[INSTRUCTIONS TO FOLLOW] Render all of the rows below as a Markdown table with the columns No. and Line. Number each row and leave out any blank lines.

(Entries drawn from a collection)
------------------------------------------------

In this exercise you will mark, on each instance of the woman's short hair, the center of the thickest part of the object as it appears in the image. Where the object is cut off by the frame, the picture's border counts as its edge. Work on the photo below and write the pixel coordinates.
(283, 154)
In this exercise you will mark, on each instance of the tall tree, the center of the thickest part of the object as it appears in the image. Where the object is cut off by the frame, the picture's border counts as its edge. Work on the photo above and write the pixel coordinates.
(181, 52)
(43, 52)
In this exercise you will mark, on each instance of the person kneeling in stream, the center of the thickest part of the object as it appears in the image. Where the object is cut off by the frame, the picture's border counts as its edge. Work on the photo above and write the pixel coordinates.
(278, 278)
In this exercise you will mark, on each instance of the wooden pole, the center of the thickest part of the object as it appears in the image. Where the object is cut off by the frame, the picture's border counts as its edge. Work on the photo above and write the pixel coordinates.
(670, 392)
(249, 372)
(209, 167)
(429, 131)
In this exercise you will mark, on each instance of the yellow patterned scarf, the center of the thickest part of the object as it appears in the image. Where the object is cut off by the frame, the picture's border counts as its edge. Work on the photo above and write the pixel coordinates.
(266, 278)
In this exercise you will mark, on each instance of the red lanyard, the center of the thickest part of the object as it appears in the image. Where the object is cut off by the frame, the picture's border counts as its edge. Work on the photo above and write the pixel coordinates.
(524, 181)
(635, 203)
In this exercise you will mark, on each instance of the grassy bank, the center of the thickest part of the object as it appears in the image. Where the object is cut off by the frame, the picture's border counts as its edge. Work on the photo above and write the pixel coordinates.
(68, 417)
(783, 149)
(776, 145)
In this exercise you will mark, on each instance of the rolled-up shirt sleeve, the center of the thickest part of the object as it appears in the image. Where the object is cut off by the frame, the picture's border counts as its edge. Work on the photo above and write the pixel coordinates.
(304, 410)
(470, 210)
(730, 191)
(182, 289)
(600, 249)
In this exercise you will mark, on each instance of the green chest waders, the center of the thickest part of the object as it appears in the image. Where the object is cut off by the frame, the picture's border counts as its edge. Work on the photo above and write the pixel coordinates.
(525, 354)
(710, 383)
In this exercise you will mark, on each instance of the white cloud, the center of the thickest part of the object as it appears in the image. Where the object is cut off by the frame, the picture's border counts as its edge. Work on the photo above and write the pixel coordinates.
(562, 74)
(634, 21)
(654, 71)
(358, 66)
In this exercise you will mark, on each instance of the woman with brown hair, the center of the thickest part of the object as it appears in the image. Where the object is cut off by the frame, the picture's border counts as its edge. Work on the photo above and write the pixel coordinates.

------------------------------------------------

[EXERCISE OUTPUT]
| No. | Line |
|---|---|
| 1 | In this exercise you will mark, on each instance of the woman's short hair, the center of the thickest part of the object as it appears in the image. Where the object is cut off by the frame, the picture's border counts as its edge. Work on the photo below and write the pixel coordinates. |
| 2 | (283, 154) |
| 3 | In this exercise you will mark, on each instance of the tall tree, the center of the thickest part of the object as it appears in the image. Where the object is cut off by the frame, the picture's border counts as its edge. Work on the photo above and write the pixel coordinates. |
| 4 | (181, 52) |
| 5 | (43, 52) |
| 6 | In this exercise you will mark, on each instance of the person kneeling in stream, the center of the thickest part of the object as it appears in the image. Where the object is cut off by the frame, the picture's border counts as its edge. Work on the photo above and write the pixel coordinates. |
| 7 | (278, 278) |
| 8 | In this exercise you will mark, on each instance of the wooden pole, the center of the thickest part of the object as it appears in the image. Where the object is cut off by the frame, the picture's border counts as its edge. Work on the photo above and write the pixel coordinates. |
| 9 | (670, 392) |
| 10 | (249, 372) |
| 11 | (209, 167) |
| 12 | (429, 131) |
| 13 | In this exercise you will mark, on each instance of the yellow patterned scarf, the center of the thickest part of the object as it appears in the image. Where the object is cut off by the frame, the picture's border counts as its edge. Work on the photo above and write the pixel coordinates. |
| 14 | (266, 278) |
| 15 | In this exercise you will mark, on each instance of the red lanyard, the center of the thickest part of the object as it appears in the image. Where the object is cut off by the frame, the picture's border counts as its edge. Work on the photo above and write the pixel coordinates. |
| 16 | (524, 181) |
| 17 | (635, 203) |
| 18 | In this exercise you will mark, on each instance of the grassy bank, the center of the thickest part of the object as it appears in the image. Where the object is cut off by the frame, the picture's border counts as its edge. Work on the photo above and write the pixel coordinates. |
| 19 | (68, 417) |
| 20 | (783, 149) |
| 21 | (776, 145) |
| 22 | In this exercise you will mark, on each instance of the rolled-up shirt sleeve, the center of the thickest part of the object as it appears in the image. Where the object is cut off by the frame, the picture's border counts as its edge. Work on the photo above and write the pixel coordinates. |
| 23 | (304, 410) |
| 24 | (470, 210) |
| 25 | (730, 191) |
| 26 | (182, 289) |
| 27 | (600, 249) |
| 28 | In this exercise you will mark, on each instance of the green chest waders, the center of the thickest part of the object as it appears in the image. Where the object is cut off by the frame, the picture's border counts as its edge. Work on the photo above and write the pixel coordinates. |
| 29 | (525, 354) |
| 30 | (710, 383) |
| 31 | In this exercise you will mark, on each instance of the white cloud, the center of the thickest part of the object as it appears in the image. Where the object is cut off by the frame, the picture's border counts as its edge. Work on the photo above and write the pixel coordinates. |
| 32 | (562, 74) |
| 33 | (634, 21) |
| 34 | (654, 71) |
| 35 | (358, 66) |
| 36 | In this exercise you will mark, on each instance of the woman with brown hair, the center of the thickest part of the object as it appears in the image. Where the object is cut off by the frame, the picture's border counts as its edge. Work on the photo above and write the pixel coordinates. |